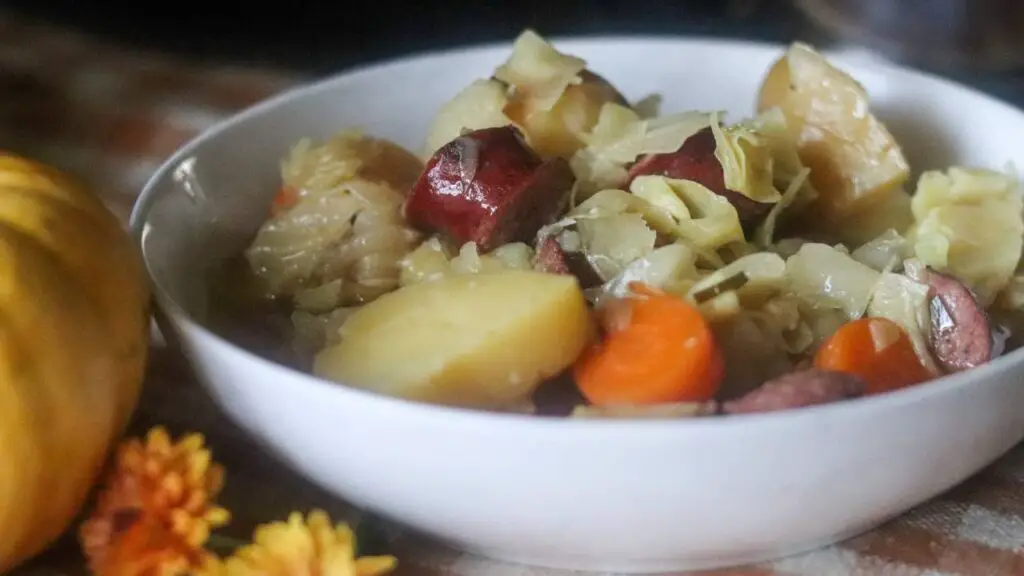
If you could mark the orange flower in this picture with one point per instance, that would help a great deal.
(298, 547)
(157, 508)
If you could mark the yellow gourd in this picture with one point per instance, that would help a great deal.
(74, 324)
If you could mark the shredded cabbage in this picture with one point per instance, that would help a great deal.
(906, 302)
(612, 201)
(702, 217)
(765, 235)
(432, 260)
(621, 135)
(827, 278)
(765, 275)
(969, 223)
(610, 243)
(885, 253)
(747, 162)
(538, 71)
(671, 268)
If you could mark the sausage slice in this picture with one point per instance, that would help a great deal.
(798, 389)
(962, 333)
(695, 161)
(489, 188)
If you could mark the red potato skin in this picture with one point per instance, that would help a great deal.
(798, 389)
(610, 92)
(695, 161)
(489, 188)
(962, 333)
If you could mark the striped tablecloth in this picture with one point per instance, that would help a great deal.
(110, 116)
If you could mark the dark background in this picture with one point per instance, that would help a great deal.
(332, 34)
(327, 36)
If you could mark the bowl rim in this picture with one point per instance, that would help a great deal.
(399, 407)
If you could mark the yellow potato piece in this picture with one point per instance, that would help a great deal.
(854, 161)
(481, 341)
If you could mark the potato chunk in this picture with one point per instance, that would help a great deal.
(854, 161)
(480, 341)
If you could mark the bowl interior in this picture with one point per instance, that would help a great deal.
(208, 200)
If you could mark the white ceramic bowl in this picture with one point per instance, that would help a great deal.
(638, 496)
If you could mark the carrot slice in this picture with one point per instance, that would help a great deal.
(662, 351)
(878, 350)
(285, 199)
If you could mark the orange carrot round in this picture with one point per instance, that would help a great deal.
(285, 199)
(662, 351)
(878, 350)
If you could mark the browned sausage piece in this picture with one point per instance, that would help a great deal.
(489, 188)
(962, 334)
(695, 161)
(552, 258)
(798, 389)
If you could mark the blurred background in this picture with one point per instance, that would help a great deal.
(108, 89)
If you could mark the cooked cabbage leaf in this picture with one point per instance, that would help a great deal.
(906, 302)
(481, 105)
(702, 217)
(969, 223)
(538, 71)
(747, 162)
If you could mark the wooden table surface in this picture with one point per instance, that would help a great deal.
(110, 116)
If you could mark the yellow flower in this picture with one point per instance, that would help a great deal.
(157, 508)
(298, 547)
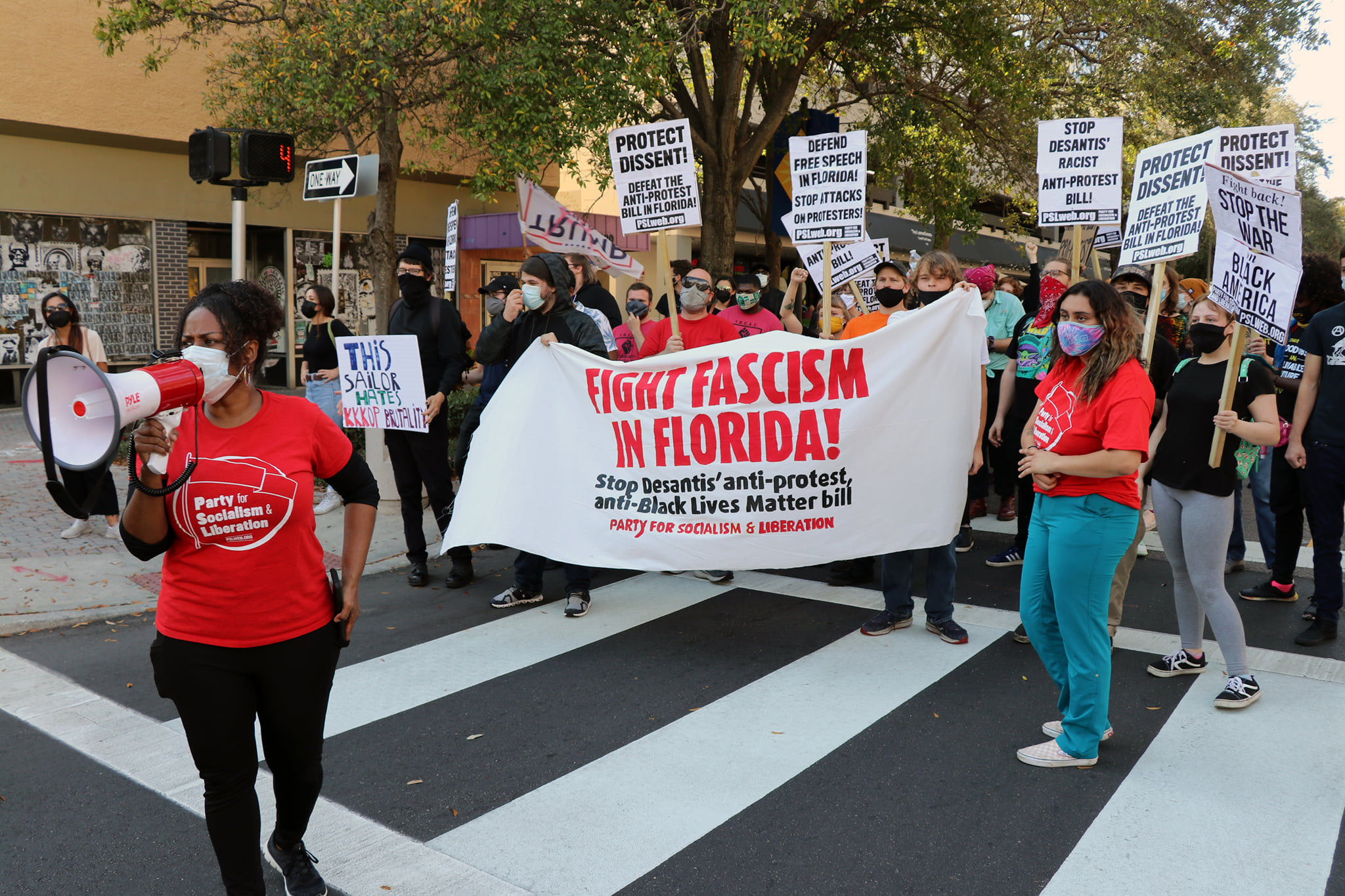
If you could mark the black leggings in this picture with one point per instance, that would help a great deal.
(218, 692)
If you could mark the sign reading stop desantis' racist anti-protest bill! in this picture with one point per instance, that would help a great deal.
(1168, 200)
(830, 187)
(552, 224)
(1258, 251)
(1079, 171)
(381, 383)
(1268, 154)
(761, 453)
(655, 177)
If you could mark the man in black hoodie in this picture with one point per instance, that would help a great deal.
(542, 308)
(422, 458)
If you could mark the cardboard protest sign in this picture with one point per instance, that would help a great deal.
(451, 250)
(552, 224)
(848, 263)
(1258, 254)
(830, 187)
(1079, 171)
(1268, 154)
(1168, 200)
(655, 177)
(381, 383)
(734, 456)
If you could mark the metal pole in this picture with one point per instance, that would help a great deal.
(240, 257)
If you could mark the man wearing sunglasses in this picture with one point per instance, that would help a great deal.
(695, 324)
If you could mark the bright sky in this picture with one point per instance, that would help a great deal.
(1317, 82)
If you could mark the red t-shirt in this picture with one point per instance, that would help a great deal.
(245, 567)
(1116, 419)
(708, 331)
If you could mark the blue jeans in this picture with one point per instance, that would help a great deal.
(1074, 548)
(324, 394)
(940, 582)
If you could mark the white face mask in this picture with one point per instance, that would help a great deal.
(214, 368)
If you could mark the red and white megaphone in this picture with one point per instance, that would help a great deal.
(76, 413)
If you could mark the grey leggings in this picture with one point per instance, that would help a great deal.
(1195, 530)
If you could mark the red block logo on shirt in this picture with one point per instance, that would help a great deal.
(234, 503)
(1055, 418)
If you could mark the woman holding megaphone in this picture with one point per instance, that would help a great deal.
(249, 628)
(62, 316)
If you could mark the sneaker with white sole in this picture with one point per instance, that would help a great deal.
(1055, 730)
(1241, 691)
(1178, 664)
(77, 528)
(1048, 756)
(514, 597)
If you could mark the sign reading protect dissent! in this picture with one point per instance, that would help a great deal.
(830, 178)
(1079, 171)
(655, 177)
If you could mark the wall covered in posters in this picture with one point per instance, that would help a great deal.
(104, 265)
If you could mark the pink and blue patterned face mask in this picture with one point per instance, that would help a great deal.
(1079, 339)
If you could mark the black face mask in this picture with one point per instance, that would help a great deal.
(889, 297)
(1207, 337)
(414, 288)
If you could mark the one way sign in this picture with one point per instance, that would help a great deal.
(341, 178)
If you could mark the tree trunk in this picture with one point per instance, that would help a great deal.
(382, 230)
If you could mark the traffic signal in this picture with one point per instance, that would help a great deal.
(209, 155)
(267, 156)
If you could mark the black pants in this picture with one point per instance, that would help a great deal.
(218, 692)
(422, 458)
(1287, 501)
(79, 484)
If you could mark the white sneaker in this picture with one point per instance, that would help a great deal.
(330, 503)
(77, 528)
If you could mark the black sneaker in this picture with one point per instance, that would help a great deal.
(885, 622)
(1268, 591)
(948, 630)
(1314, 634)
(1241, 691)
(1178, 664)
(296, 867)
(576, 605)
(514, 597)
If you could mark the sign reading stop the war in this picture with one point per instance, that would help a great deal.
(1079, 171)
(1258, 254)
(655, 177)
(830, 175)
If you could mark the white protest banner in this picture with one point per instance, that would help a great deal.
(1268, 154)
(830, 177)
(1258, 254)
(1079, 171)
(848, 263)
(655, 177)
(1168, 200)
(381, 383)
(451, 250)
(768, 452)
(549, 223)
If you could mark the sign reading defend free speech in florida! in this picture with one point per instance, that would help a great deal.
(1168, 200)
(381, 383)
(830, 175)
(655, 177)
(1079, 171)
(1258, 254)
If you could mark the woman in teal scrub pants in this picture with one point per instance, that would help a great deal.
(1083, 446)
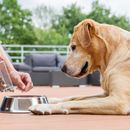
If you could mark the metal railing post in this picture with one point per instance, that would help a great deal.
(22, 53)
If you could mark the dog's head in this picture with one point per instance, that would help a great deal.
(85, 50)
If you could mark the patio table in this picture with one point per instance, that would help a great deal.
(29, 121)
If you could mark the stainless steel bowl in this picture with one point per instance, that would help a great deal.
(20, 104)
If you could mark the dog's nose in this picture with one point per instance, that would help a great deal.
(64, 68)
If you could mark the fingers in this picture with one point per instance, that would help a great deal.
(28, 82)
(25, 83)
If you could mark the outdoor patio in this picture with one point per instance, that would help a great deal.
(62, 122)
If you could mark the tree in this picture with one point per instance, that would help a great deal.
(104, 15)
(15, 24)
(71, 16)
(44, 16)
(50, 36)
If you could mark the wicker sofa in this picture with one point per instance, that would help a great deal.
(44, 69)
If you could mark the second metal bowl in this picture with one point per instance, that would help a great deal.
(20, 104)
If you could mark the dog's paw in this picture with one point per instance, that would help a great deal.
(46, 109)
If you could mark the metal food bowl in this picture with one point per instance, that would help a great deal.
(20, 104)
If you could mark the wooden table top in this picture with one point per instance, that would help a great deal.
(61, 122)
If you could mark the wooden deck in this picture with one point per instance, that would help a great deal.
(62, 122)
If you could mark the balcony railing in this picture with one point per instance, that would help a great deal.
(17, 52)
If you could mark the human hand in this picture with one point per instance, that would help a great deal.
(22, 80)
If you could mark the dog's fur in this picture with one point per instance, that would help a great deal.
(103, 47)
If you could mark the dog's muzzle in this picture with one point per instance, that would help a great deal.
(84, 67)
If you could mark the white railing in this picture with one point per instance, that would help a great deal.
(17, 52)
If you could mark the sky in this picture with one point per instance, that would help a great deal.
(119, 7)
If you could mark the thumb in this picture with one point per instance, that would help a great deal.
(21, 85)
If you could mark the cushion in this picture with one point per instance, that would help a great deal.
(47, 60)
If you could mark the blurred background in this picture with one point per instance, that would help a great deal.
(31, 30)
(39, 22)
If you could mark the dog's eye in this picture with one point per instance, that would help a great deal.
(73, 47)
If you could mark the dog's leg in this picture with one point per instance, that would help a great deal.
(74, 98)
(107, 105)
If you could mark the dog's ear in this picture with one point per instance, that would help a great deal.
(85, 33)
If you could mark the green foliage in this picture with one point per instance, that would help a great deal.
(71, 16)
(102, 14)
(15, 24)
(50, 36)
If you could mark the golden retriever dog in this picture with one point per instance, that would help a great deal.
(102, 47)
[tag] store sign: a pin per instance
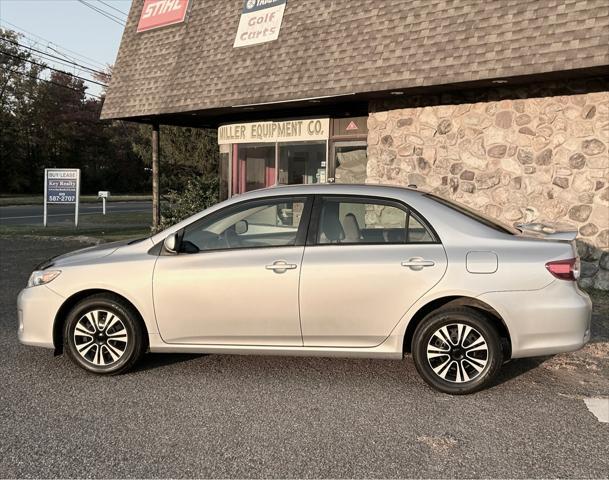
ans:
(160, 13)
(260, 22)
(61, 185)
(271, 132)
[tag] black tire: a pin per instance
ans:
(463, 362)
(134, 338)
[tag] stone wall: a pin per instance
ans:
(534, 153)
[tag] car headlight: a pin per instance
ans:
(41, 277)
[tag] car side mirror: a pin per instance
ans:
(170, 244)
(241, 227)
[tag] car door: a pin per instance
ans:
(235, 278)
(367, 261)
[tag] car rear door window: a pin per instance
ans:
(369, 221)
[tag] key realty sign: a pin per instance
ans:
(61, 185)
(260, 22)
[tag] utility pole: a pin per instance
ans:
(156, 196)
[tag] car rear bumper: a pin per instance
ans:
(551, 320)
(36, 308)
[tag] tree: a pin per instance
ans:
(47, 120)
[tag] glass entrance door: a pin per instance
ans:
(302, 163)
(253, 167)
(350, 161)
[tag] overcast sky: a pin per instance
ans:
(69, 24)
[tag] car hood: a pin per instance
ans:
(84, 254)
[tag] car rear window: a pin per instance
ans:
(488, 221)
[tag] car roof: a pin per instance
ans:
(332, 188)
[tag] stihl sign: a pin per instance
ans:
(160, 13)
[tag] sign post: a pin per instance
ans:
(103, 194)
(62, 186)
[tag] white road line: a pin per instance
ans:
(72, 214)
(599, 407)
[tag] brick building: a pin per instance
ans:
(501, 105)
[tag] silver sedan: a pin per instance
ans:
(332, 270)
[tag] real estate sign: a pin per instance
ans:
(61, 185)
(260, 22)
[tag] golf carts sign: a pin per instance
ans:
(260, 22)
(160, 13)
(61, 185)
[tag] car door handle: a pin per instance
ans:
(280, 266)
(417, 263)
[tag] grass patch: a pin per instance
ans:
(10, 200)
(115, 226)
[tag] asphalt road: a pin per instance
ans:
(232, 416)
(33, 214)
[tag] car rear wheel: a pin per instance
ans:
(103, 335)
(457, 350)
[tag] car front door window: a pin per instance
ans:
(271, 223)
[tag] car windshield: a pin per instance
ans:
(488, 221)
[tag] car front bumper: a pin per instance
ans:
(36, 309)
(551, 320)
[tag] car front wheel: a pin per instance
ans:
(103, 335)
(457, 350)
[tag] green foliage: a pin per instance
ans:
(185, 153)
(48, 121)
(198, 194)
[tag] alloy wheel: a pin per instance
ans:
(100, 337)
(457, 353)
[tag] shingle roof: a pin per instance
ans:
(337, 47)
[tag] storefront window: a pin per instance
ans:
(302, 163)
(254, 167)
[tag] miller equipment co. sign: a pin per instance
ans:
(160, 13)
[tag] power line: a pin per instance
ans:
(34, 77)
(49, 42)
(54, 69)
(63, 63)
(53, 56)
(106, 14)
(112, 7)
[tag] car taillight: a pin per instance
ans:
(567, 269)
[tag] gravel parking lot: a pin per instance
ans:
(231, 416)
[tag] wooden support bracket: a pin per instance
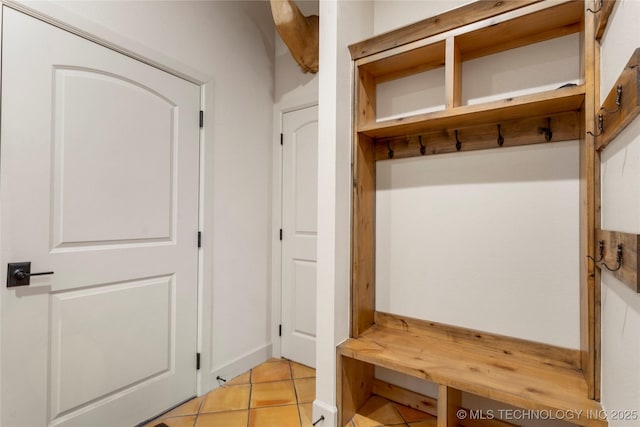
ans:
(509, 133)
(626, 91)
(628, 269)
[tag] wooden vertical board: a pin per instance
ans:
(449, 402)
(587, 210)
(365, 97)
(453, 74)
(616, 118)
(602, 14)
(355, 382)
(472, 12)
(363, 238)
(597, 289)
(628, 272)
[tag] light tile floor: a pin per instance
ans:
(278, 393)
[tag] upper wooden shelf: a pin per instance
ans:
(544, 103)
(521, 373)
(520, 27)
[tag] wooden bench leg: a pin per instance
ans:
(355, 386)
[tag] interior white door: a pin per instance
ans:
(299, 225)
(99, 172)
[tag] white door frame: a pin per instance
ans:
(60, 17)
(279, 111)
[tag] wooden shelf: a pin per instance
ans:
(521, 373)
(545, 103)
· · · ·
◆ **Task**
Starting with the line that contains "[tag] gravel parking lot: a pin per instance" and going on through the end of the records, rewrite those lines with every "wooden" changed to "timber" and everything else unchanged. Leave the pictures out of your answer.

◆ **Full output**
[tag] gravel parking lot: a pin per instance
ans:
(231, 416)
[tag] timber support bracket: a pin per instance
ans:
(509, 133)
(626, 91)
(628, 269)
[tag] timber vertical board: a pin per instance
ans:
(449, 402)
(587, 210)
(365, 97)
(453, 74)
(616, 118)
(602, 14)
(355, 382)
(472, 12)
(363, 238)
(597, 289)
(628, 272)
[tag] light tile floor: a pin per instance
ans:
(278, 393)
[tag] upper timber shelf: a pin per instance
ans:
(544, 103)
(521, 373)
(520, 27)
[tag] timber bench leg: a pin per instance
ans:
(355, 386)
[tag] interior white door: a pin per instance
ans:
(299, 225)
(99, 172)
[tag] white door frame: a pin per instance
ans:
(60, 17)
(279, 111)
[tag] timber shelf: a pin per instance
ans:
(521, 373)
(545, 103)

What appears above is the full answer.